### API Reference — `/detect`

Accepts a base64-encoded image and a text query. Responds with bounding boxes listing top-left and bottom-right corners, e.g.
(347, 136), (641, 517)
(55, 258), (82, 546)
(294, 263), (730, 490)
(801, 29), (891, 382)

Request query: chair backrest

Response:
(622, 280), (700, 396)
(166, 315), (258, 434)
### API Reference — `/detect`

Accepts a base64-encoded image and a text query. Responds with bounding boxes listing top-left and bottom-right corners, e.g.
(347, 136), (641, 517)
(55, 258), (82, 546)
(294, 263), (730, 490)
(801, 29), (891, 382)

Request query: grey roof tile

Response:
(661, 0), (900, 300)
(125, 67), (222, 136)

──────────────────────────────

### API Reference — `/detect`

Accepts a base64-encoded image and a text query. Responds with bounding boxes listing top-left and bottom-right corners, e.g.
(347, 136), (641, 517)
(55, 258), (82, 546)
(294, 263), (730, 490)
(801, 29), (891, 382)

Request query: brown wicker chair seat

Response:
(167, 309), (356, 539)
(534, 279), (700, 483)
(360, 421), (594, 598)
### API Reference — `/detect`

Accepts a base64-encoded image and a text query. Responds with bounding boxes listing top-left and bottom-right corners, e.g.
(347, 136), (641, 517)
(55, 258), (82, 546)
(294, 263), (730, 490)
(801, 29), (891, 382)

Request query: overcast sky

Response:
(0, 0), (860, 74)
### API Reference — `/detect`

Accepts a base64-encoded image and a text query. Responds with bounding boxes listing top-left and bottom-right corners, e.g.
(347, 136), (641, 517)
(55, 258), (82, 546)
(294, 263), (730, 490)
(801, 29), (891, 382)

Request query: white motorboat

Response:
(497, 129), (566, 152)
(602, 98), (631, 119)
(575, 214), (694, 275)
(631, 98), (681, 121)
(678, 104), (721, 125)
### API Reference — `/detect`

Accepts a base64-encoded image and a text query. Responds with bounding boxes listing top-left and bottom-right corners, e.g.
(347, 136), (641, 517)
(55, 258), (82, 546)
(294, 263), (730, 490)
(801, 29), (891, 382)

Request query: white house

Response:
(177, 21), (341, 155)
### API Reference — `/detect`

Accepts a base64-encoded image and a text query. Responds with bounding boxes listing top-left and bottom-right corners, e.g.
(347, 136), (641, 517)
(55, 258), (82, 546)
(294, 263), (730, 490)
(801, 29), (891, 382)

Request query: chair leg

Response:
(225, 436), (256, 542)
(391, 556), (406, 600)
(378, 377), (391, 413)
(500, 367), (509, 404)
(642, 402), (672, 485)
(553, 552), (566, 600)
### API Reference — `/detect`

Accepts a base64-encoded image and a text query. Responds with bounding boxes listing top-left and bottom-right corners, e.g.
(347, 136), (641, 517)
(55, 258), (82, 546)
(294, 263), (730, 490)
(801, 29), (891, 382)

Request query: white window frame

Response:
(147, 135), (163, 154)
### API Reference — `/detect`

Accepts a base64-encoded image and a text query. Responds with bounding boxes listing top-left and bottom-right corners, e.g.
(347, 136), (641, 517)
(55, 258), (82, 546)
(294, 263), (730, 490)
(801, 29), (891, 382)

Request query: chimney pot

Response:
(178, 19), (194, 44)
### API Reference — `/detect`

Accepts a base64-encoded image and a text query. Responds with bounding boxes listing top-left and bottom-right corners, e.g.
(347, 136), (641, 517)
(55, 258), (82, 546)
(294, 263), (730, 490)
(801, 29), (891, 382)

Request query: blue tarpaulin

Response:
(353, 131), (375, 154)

──────────────────────────────

* _To do_:
List every line of the records above that contains the string "white". Case counts.

* _Exercise solution_:
Request query: white motorboat
Request query: white house
Request query: white window frame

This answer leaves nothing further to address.